# start of GIVEN DATA
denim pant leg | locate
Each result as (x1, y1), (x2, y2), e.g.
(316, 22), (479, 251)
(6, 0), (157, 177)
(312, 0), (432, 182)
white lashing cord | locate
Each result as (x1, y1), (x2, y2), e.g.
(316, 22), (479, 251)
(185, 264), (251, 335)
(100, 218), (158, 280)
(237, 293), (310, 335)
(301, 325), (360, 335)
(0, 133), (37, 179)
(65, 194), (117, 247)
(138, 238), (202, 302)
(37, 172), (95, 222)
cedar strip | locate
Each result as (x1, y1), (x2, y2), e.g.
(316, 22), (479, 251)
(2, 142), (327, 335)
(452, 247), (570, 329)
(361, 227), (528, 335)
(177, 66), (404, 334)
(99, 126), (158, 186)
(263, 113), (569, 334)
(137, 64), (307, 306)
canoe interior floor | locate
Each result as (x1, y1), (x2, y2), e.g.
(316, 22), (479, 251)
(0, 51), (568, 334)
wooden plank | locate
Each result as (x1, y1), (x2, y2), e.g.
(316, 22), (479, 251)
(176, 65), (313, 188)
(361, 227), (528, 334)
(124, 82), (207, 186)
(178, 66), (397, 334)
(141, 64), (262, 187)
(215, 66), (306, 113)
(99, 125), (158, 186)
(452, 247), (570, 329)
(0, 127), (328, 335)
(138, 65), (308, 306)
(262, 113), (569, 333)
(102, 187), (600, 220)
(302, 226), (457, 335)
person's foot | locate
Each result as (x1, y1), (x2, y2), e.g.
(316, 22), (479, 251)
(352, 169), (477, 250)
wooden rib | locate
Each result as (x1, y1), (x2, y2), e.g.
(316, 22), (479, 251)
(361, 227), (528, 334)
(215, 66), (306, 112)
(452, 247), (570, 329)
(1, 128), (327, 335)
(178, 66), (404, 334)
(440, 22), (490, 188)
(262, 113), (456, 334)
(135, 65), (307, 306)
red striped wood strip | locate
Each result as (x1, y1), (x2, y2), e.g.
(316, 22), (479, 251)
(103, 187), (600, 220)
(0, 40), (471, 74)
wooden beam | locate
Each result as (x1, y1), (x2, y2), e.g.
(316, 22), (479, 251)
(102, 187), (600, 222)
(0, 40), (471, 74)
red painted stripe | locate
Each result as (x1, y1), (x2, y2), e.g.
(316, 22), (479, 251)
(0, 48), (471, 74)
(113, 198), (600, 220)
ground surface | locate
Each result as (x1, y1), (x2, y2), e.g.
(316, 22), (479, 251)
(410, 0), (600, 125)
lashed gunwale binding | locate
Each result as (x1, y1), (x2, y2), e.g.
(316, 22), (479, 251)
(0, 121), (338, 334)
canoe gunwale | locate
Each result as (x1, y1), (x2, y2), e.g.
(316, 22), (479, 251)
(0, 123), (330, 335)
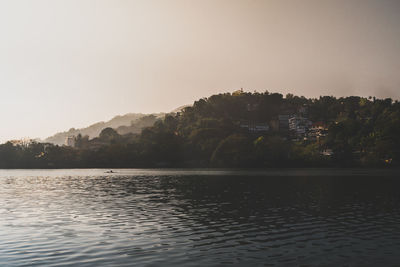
# end of GIVEN DATA
GIVEN REQUEST: Rewrite all the records above, switching every "wooden" for "timber" and changing nothing else. Leave the pictures out.

ANSWER BELOW:
denim pant leg | locate
Each result as (x1, y1), (x2, y2), e.g.
(316, 22), (479, 251)
(6, 0), (157, 177)
(312, 0), (432, 182)
white lashing cord | locate
Each result as (x1, y1), (x2, y2), e.g.
(316, 22), (479, 251)
(185, 264), (251, 335)
(100, 218), (158, 280)
(237, 293), (310, 335)
(301, 325), (360, 335)
(0, 133), (37, 179)
(65, 194), (117, 247)
(138, 238), (202, 302)
(37, 172), (95, 222)
cedar strip | locate
Each result as (x1, y1), (x2, y2), e.g.
(316, 22), (479, 251)
(2, 142), (327, 335)
(452, 247), (570, 329)
(361, 227), (528, 335)
(177, 66), (404, 334)
(99, 126), (158, 186)
(263, 113), (569, 334)
(137, 64), (307, 306)
canoe interior floor | locate
Each result as (x1, y1), (x2, y2), e.g.
(316, 22), (479, 251)
(0, 51), (568, 334)
timber plank | locate
Each result as (x1, y1), (x2, y2), e.g.
(316, 22), (479, 251)
(176, 65), (313, 188)
(361, 227), (528, 334)
(124, 82), (207, 186)
(178, 66), (397, 334)
(141, 64), (262, 187)
(215, 66), (306, 113)
(99, 125), (158, 186)
(452, 247), (570, 329)
(0, 127), (328, 335)
(138, 65), (308, 306)
(262, 113), (569, 333)
(102, 187), (600, 220)
(302, 226), (457, 335)
person's foot | locate
Each result as (x1, y1), (x2, y2), e.g.
(316, 22), (479, 251)
(352, 169), (477, 250)
timber rib | locate
Each result as (x1, y1), (x2, y2), e.g.
(316, 22), (479, 251)
(361, 227), (528, 334)
(215, 66), (306, 112)
(452, 247), (570, 329)
(1, 128), (327, 335)
(178, 66), (404, 334)
(440, 22), (490, 188)
(262, 113), (456, 334)
(135, 65), (307, 306)
red striped wood strip | locate
Each result as (x1, y1), (x2, y2), e.g.
(316, 22), (479, 251)
(103, 187), (600, 220)
(0, 40), (471, 74)
timber beam | locate
Each result as (x1, y1), (x2, y2), e.g.
(316, 22), (479, 251)
(102, 187), (600, 222)
(0, 40), (471, 74)
red painted stripe | locate
Each result as (x1, y1), (x2, y2), e.g.
(316, 22), (479, 251)
(0, 48), (471, 74)
(113, 198), (600, 220)
ground surface | locate
Each result as (x1, y1), (x2, y2), e.g.
(316, 22), (479, 251)
(410, 0), (600, 125)
lashed gunwale binding | locate
Each result as (x1, y1), (x2, y2), e.g.
(316, 22), (479, 251)
(0, 121), (338, 334)
canoe gunwale | locate
Each result as (x1, y1), (x2, y2), e.g.
(316, 22), (479, 251)
(0, 123), (330, 335)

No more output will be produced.